(Saved data entries)
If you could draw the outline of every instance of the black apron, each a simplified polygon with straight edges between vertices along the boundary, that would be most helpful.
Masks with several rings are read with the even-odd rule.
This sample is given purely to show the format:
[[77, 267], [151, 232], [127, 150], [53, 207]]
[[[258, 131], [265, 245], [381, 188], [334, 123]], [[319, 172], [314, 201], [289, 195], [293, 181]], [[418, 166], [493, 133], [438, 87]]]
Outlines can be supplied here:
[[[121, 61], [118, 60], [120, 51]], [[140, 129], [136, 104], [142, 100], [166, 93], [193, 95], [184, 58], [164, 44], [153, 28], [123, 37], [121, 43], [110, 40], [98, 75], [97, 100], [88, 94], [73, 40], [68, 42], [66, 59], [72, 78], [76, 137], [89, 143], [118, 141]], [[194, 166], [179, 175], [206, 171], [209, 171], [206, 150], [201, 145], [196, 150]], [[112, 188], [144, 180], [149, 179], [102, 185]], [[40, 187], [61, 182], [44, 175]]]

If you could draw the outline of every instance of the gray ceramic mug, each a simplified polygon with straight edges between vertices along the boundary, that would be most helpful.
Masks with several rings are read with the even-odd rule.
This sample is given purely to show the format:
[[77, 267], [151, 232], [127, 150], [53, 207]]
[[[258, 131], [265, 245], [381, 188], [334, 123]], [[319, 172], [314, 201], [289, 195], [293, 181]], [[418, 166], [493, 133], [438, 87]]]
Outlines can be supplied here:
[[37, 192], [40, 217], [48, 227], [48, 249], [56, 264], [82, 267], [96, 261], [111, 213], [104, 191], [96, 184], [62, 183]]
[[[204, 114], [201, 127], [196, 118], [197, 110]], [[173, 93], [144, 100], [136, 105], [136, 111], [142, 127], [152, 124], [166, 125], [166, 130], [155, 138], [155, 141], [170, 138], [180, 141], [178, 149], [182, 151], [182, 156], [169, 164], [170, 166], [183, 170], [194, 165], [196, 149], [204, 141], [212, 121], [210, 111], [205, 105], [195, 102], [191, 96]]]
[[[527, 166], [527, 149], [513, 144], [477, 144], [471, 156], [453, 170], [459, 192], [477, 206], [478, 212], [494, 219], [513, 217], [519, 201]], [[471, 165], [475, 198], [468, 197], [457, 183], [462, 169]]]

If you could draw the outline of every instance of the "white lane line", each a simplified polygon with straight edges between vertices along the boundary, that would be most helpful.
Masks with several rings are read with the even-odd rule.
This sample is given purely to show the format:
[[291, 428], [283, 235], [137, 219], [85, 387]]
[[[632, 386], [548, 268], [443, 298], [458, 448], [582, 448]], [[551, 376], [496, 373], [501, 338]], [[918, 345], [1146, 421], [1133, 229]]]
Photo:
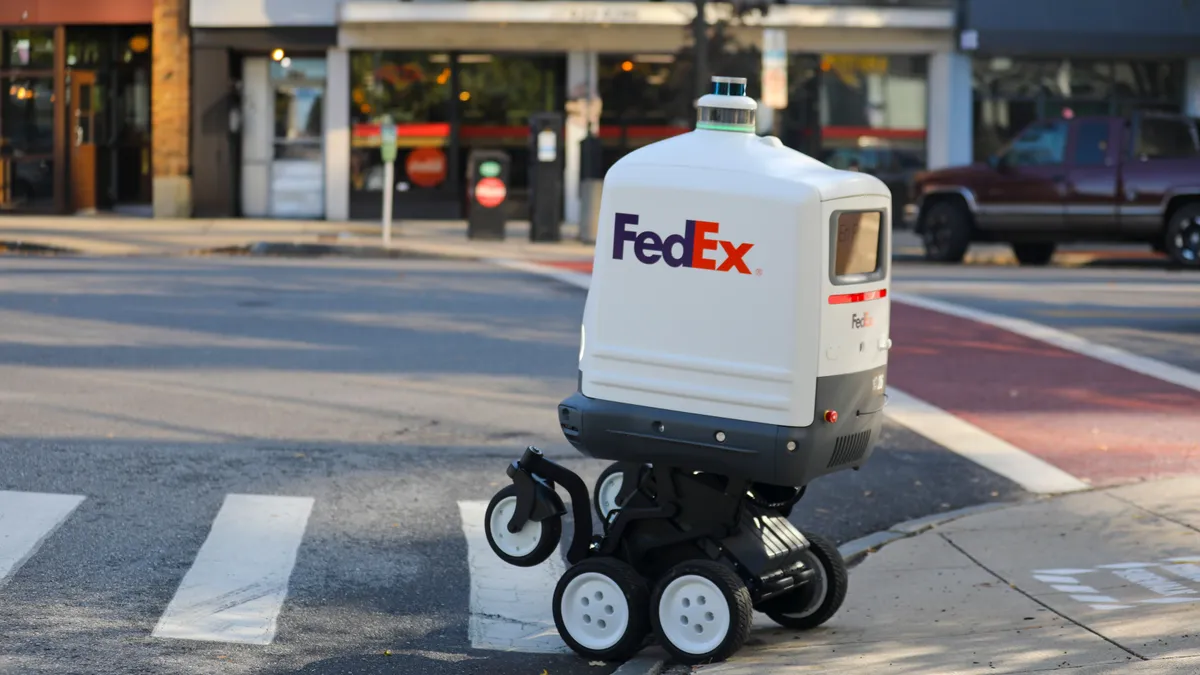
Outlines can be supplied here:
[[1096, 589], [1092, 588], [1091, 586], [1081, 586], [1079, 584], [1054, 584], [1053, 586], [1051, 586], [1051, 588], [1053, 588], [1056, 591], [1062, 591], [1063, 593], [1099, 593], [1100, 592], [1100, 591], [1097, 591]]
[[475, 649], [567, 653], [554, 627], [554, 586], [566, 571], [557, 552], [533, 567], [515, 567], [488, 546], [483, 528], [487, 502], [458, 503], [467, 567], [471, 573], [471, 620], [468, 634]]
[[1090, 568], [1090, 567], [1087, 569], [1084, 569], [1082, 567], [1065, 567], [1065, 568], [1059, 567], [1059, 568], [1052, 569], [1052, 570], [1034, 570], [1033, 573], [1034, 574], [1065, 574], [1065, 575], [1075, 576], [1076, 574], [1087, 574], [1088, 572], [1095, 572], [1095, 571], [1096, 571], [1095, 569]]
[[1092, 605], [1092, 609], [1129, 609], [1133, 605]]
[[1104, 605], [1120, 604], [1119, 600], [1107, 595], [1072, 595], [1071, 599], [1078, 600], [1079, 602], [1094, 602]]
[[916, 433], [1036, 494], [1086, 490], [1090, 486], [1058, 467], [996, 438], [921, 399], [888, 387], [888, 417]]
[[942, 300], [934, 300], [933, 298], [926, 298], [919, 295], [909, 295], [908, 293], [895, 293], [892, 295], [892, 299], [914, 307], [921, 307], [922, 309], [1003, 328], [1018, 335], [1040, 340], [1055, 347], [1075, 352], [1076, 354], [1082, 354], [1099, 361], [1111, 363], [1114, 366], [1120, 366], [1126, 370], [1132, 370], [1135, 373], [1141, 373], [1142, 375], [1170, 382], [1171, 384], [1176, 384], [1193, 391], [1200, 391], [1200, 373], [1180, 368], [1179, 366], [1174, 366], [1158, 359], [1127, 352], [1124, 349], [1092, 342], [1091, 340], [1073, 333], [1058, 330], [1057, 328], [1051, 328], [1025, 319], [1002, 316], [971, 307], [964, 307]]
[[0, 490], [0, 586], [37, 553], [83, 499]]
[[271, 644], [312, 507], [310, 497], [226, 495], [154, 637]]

> _Work task_: Output the records verbatim without pictures.

> _Response area_:
If you could draw the outline of every instance of the black apron, each a simplified polygon with straight edges between vertices along the boundary, that would be most helpful.
Masks with several rings are read with the even-odd rule.
This sample is given purely to show the format:
[[77, 267], [151, 232], [127, 150], [53, 207]]
[[[258, 131], [265, 245], [381, 188], [334, 123]], [[319, 172], [314, 201], [289, 195], [293, 181]], [[418, 166], [493, 133], [438, 87]]]
Outlines can be supplied here:
[[[121, 61], [118, 60], [120, 51]], [[140, 129], [136, 104], [142, 100], [166, 93], [193, 95], [184, 58], [164, 44], [153, 28], [123, 37], [121, 43], [110, 40], [98, 75], [97, 100], [88, 94], [73, 40], [68, 42], [66, 59], [72, 78], [76, 137], [89, 143], [118, 141]], [[194, 166], [179, 175], [206, 171], [209, 171], [206, 150], [201, 145], [196, 150]], [[112, 188], [144, 180], [149, 179], [102, 185]], [[40, 187], [61, 182], [44, 175]]]

If you could draw the outline of every instance of the gray ceramic mug, each a simplified polygon with straight edges between vertices along the boundary, that would be most helpful.
Masks with several rings are read with the even-odd rule.
This sample is given purely to show the format:
[[77, 267], [151, 232], [127, 150], [53, 207]]
[[[258, 131], [265, 245], [381, 188], [334, 123]], [[319, 172], [314, 201], [289, 195], [293, 181]], [[418, 166], [493, 133], [438, 87]]]
Outlines can be supplied here:
[[37, 192], [40, 217], [48, 227], [48, 249], [56, 264], [82, 267], [96, 261], [111, 213], [104, 191], [96, 184], [62, 183]]
[[[204, 114], [201, 127], [196, 118], [197, 110]], [[173, 93], [144, 100], [136, 105], [136, 111], [142, 127], [152, 124], [166, 125], [166, 130], [155, 138], [155, 141], [170, 138], [180, 141], [178, 149], [182, 151], [182, 156], [169, 164], [170, 166], [183, 170], [194, 165], [196, 149], [204, 141], [212, 121], [210, 111], [205, 105], [195, 102], [191, 96]]]
[[[527, 166], [527, 149], [513, 144], [477, 144], [471, 156], [453, 170], [459, 192], [477, 206], [478, 212], [494, 219], [513, 217], [519, 201]], [[471, 165], [475, 198], [468, 197], [457, 183], [462, 169]]]

If you could draw the outline of every instance of the "white lane line", each a simplified polygon with straight edges between vertices along the boundary, that would be most helpful.
Masks with several rings are read with the even-odd rule.
This sample is given purely to show the format:
[[291, 428], [283, 235], [137, 219], [85, 387]]
[[[632, 386], [548, 268], [443, 298], [458, 448], [582, 448]], [[551, 376], [496, 373], [501, 338]], [[918, 345], [1146, 421], [1133, 229]]]
Photo:
Outlines can be supplied here:
[[1096, 589], [1092, 588], [1091, 586], [1081, 586], [1079, 584], [1054, 584], [1053, 586], [1051, 586], [1051, 588], [1053, 588], [1056, 591], [1062, 591], [1063, 593], [1099, 593], [1100, 592], [1100, 591], [1097, 591]]
[[475, 649], [567, 653], [554, 627], [554, 586], [566, 571], [557, 552], [533, 567], [515, 567], [488, 546], [483, 528], [487, 502], [458, 503], [467, 567], [471, 573], [471, 620], [468, 634]]
[[1090, 568], [1090, 567], [1087, 569], [1084, 569], [1082, 567], [1065, 567], [1065, 568], [1059, 567], [1059, 568], [1052, 569], [1052, 570], [1034, 570], [1033, 573], [1034, 574], [1065, 574], [1065, 575], [1075, 576], [1076, 574], [1087, 574], [1088, 572], [1095, 572], [1095, 571], [1096, 571], [1095, 569]]
[[1092, 605], [1092, 609], [1129, 609], [1133, 605]]
[[1104, 605], [1120, 604], [1119, 600], [1107, 595], [1072, 595], [1071, 599], [1078, 600], [1079, 602], [1094, 602]]
[[916, 433], [1036, 494], [1086, 490], [1090, 486], [1058, 467], [996, 438], [921, 399], [888, 387], [888, 417]]
[[942, 300], [934, 300], [933, 298], [926, 298], [919, 295], [909, 295], [908, 293], [895, 293], [892, 295], [892, 299], [914, 307], [921, 307], [922, 309], [1003, 328], [1018, 335], [1040, 340], [1055, 347], [1075, 352], [1076, 354], [1082, 354], [1099, 361], [1111, 363], [1114, 366], [1120, 366], [1126, 370], [1132, 370], [1135, 373], [1141, 373], [1142, 375], [1170, 382], [1171, 384], [1176, 384], [1193, 391], [1200, 391], [1200, 373], [1180, 368], [1179, 366], [1174, 366], [1158, 359], [1127, 352], [1124, 349], [1092, 342], [1091, 340], [1073, 333], [1058, 330], [1057, 328], [1051, 328], [1025, 319], [1002, 316], [971, 307], [964, 307]]
[[0, 490], [0, 586], [37, 553], [83, 499]]
[[271, 644], [312, 507], [310, 497], [226, 495], [154, 637]]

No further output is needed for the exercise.